━━━ Data shown

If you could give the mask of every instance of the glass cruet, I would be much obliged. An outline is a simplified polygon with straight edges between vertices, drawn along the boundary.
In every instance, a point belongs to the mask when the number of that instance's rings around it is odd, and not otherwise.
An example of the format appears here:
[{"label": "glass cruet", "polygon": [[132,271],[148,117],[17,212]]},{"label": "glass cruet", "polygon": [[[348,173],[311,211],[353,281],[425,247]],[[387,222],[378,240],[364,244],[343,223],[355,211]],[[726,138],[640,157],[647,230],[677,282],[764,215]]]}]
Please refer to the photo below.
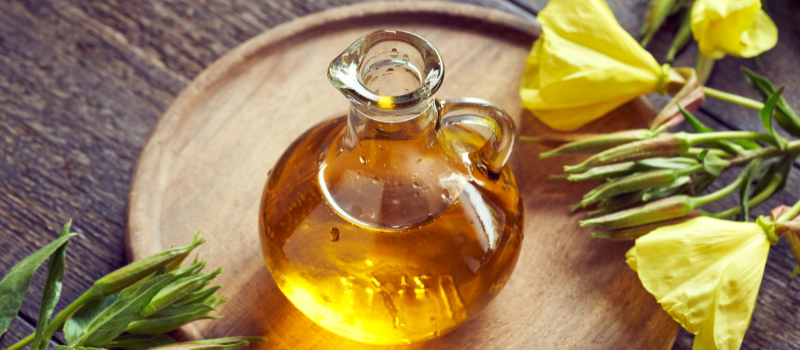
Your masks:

━━━━━━

• _Task prompt_:
Write out, exactly as they appear, the lines from the one containing "An example of" through the end of the material above, excluding pictures.

• _Answer to this task_:
An example of the format appears here:
[{"label": "glass cruet", "polygon": [[132,271],[148,117],[17,212]]},{"label": "glass cruet", "polygon": [[[348,173],[311,211],[353,281],[425,247]],[[387,222],[378,240],[364,244],[343,223],[355,211]],[[726,138],[640,157],[647,230],[677,282],[764,215]]]}]
Please refer to the photo below.
Your masks:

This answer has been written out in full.